[Opening LISTED ENTRIES section]

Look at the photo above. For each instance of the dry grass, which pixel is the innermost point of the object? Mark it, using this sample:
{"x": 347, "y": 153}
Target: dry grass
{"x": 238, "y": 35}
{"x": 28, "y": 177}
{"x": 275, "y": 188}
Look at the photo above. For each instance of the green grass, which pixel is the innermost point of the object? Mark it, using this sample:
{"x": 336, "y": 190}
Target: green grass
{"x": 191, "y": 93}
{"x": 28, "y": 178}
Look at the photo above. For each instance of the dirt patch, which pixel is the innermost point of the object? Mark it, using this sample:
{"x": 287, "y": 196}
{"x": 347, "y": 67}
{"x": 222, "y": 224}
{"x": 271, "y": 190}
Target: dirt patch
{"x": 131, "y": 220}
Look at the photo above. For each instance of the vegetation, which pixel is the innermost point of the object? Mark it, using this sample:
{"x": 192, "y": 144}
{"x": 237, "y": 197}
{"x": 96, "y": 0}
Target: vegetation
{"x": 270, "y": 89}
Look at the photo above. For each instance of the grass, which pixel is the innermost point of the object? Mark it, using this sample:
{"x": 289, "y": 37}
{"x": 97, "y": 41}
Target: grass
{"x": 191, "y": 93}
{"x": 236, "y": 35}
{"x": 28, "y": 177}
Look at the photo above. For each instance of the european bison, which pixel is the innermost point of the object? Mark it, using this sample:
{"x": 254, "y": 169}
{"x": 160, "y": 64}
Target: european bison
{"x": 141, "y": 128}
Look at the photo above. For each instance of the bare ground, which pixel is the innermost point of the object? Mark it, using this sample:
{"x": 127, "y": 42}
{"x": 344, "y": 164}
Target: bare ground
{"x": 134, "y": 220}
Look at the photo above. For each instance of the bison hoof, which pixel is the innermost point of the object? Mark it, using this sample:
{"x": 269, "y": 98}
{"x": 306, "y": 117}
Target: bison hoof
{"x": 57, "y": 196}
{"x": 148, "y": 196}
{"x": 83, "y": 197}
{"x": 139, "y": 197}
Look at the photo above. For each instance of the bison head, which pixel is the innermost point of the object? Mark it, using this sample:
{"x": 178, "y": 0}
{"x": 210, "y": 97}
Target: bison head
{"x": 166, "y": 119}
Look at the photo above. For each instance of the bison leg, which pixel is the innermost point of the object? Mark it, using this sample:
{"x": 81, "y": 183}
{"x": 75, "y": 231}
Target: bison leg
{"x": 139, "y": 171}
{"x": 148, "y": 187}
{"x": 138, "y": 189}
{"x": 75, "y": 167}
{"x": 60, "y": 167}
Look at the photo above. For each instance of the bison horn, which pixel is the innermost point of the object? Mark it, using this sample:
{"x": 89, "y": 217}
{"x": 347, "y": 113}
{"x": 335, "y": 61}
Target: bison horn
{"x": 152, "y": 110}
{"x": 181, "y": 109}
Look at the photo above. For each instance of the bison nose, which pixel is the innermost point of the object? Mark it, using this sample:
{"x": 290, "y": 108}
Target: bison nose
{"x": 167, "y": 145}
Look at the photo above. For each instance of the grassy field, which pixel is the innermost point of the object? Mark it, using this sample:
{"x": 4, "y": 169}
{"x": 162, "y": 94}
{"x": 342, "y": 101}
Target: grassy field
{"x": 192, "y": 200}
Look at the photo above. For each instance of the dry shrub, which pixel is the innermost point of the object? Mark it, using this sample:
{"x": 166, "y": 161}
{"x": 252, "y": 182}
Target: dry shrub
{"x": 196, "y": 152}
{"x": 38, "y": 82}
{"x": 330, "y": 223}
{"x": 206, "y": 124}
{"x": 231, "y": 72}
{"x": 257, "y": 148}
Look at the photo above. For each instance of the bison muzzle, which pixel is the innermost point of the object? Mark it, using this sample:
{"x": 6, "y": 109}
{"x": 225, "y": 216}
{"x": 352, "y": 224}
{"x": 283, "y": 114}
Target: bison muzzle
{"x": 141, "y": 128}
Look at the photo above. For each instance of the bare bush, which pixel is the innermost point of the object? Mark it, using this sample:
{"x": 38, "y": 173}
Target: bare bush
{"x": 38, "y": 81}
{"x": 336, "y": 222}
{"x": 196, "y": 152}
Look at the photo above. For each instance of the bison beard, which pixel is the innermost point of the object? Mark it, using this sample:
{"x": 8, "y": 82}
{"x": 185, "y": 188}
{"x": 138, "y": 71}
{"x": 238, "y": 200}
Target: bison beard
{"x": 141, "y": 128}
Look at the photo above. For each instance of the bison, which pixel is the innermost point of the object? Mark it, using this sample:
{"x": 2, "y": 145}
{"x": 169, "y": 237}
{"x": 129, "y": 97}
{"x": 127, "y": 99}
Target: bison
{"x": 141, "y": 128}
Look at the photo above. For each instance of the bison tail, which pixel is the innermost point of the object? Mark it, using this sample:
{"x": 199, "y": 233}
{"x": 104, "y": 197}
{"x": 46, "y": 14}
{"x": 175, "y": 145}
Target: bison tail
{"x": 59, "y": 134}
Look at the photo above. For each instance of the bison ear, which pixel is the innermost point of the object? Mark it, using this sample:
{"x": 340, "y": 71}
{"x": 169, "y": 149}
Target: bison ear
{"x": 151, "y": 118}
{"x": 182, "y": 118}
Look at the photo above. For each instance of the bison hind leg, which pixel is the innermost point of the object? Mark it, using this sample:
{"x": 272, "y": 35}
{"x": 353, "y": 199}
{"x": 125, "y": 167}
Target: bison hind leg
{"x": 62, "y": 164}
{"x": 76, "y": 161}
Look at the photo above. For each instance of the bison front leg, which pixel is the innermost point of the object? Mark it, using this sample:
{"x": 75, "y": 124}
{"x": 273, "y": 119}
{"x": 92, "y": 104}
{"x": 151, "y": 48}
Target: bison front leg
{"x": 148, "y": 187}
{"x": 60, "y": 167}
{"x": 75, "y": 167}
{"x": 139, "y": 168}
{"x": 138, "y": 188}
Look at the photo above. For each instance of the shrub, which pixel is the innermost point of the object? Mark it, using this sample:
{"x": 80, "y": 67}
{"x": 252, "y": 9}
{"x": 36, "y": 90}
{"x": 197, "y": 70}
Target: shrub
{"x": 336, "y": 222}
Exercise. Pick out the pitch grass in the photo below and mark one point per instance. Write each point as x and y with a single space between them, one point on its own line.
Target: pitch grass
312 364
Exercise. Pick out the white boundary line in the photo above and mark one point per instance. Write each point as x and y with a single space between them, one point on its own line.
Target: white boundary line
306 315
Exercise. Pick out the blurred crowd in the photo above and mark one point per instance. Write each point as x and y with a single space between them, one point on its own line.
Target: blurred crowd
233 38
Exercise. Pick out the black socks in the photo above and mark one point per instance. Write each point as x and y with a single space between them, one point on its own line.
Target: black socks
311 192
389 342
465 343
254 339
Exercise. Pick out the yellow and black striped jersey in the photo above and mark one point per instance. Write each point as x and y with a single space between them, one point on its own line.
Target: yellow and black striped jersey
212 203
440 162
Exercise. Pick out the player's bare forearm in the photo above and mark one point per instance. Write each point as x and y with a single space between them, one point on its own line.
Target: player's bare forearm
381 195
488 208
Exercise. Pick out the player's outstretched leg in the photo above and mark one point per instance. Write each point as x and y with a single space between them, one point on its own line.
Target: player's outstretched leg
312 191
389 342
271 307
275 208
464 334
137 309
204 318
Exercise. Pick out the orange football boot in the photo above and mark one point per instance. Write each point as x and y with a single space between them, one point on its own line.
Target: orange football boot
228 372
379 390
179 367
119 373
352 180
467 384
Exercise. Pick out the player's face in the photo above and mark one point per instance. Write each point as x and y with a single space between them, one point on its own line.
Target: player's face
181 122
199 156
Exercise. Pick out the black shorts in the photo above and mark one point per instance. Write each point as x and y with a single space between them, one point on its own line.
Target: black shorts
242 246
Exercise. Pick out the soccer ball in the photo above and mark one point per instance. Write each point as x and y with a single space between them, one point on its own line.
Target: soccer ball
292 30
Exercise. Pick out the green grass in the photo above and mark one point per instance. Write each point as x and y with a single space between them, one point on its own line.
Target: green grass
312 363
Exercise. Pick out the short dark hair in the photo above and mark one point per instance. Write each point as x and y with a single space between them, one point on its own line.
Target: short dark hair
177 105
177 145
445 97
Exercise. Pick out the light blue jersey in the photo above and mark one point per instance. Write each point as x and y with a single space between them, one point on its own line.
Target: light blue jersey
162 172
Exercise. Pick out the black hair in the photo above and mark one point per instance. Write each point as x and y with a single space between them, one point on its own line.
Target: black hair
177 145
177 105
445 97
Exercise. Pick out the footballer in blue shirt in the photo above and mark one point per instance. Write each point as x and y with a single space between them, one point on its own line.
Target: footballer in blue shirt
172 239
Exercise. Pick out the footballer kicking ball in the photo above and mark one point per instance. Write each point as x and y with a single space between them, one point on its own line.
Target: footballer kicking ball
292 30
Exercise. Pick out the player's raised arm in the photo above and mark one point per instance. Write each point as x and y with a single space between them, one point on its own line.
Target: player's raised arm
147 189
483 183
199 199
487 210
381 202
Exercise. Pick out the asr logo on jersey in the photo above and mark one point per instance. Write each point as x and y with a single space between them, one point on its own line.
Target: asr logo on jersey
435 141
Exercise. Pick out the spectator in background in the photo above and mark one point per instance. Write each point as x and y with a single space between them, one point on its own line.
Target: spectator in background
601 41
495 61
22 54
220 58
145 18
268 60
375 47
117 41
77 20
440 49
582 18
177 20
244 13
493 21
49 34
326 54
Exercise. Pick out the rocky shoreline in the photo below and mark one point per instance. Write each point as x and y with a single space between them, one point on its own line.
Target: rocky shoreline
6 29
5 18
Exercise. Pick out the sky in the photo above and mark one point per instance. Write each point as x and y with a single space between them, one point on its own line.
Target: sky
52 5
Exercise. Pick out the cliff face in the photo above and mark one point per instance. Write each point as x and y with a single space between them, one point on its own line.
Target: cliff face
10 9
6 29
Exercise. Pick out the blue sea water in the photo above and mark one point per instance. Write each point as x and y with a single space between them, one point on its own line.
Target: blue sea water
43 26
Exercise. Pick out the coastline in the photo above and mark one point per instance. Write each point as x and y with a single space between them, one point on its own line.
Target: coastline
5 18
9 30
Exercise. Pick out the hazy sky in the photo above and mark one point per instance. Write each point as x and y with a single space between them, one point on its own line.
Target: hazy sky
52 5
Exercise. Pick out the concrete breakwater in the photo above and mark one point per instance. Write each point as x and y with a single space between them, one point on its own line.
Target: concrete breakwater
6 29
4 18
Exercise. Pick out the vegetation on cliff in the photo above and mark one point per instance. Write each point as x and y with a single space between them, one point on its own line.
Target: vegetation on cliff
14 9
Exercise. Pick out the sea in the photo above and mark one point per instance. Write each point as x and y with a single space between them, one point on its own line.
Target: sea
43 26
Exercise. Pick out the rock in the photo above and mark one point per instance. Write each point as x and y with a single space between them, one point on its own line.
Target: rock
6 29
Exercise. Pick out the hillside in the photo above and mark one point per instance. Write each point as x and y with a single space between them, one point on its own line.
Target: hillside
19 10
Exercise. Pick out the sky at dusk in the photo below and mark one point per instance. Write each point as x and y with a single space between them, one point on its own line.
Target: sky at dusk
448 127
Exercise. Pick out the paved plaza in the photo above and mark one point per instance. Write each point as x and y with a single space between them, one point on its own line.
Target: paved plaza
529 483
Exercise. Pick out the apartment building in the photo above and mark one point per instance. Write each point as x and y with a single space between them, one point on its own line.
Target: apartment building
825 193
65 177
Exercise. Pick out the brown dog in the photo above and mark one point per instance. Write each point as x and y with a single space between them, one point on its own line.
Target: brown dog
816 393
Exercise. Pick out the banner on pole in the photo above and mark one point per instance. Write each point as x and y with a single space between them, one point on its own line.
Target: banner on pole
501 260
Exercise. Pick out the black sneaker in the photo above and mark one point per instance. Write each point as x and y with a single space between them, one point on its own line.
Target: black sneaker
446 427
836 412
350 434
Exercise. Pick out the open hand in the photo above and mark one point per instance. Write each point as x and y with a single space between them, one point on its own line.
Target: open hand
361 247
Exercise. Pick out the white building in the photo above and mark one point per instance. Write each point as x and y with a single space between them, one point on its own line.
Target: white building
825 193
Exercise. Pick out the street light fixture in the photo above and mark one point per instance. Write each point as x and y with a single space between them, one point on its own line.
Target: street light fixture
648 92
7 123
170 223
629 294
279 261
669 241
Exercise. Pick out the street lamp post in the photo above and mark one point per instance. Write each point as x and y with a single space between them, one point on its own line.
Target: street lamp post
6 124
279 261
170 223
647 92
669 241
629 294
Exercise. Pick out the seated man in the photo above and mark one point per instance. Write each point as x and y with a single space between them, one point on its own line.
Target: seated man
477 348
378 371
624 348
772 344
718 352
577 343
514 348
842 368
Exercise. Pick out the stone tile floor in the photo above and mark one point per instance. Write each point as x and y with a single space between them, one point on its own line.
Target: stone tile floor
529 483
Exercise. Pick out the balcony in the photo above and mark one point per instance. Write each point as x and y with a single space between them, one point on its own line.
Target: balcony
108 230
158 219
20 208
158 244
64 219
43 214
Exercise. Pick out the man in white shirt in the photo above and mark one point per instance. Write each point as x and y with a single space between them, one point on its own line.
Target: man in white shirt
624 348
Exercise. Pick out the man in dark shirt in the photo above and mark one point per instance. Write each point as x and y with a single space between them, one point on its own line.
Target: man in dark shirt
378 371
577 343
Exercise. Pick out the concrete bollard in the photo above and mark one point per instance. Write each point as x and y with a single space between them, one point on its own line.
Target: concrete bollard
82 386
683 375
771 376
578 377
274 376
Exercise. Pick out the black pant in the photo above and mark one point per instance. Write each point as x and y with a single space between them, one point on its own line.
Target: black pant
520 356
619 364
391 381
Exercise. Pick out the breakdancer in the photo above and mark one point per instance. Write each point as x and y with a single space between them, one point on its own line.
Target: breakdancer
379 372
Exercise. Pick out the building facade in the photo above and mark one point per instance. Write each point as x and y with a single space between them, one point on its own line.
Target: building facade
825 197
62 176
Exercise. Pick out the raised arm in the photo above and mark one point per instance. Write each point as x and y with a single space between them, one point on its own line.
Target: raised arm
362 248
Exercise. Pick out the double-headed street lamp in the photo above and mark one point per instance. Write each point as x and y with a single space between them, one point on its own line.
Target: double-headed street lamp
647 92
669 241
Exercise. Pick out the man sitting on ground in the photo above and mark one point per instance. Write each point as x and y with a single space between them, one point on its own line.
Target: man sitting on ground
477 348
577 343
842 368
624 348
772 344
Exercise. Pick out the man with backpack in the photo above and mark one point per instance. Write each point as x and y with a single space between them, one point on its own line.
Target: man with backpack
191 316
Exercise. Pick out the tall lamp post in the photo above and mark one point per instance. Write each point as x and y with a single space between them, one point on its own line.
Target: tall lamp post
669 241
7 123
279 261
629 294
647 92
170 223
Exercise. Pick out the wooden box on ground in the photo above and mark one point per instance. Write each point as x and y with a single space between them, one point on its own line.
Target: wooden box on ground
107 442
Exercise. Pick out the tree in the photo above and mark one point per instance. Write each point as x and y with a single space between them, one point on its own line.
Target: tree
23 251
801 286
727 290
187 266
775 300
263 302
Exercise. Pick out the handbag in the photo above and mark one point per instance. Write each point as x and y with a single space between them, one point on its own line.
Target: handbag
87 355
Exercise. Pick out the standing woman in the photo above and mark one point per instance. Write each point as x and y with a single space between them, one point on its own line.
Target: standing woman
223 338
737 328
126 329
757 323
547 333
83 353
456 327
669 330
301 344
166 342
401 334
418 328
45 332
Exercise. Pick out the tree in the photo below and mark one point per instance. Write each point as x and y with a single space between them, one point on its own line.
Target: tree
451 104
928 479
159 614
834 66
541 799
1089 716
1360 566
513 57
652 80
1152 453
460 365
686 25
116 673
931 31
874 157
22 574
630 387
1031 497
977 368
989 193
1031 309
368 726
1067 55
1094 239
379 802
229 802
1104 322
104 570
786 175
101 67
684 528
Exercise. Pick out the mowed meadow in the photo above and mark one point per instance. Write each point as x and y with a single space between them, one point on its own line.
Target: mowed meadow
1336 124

[Closing LISTED ENTRIES section]

EXERCISE OBJECTIVE |
The lines that contain the word "below" are wanted; copy each of them from the records.

YOUR SOLUTION |
Exercise. Pick out the pitch grass in the photo below and mark one point per instance. Write each point as x and y with a single space between them, one point on its own line.
Exercise. Pick out the rocky shoreline in the photo below and mark one point per instance. Write each point as x and y with a single space between them, one point on its own line.
Exercise. Pick out the sky at dusk in the photo below and mark one point per instance. Write each point as x and y with a single space between them, one point on its own line.
Exercise. Pick out the tree in the photo below and mark one point per instance. Write each point as x and y with a single space between them, one point on its own line.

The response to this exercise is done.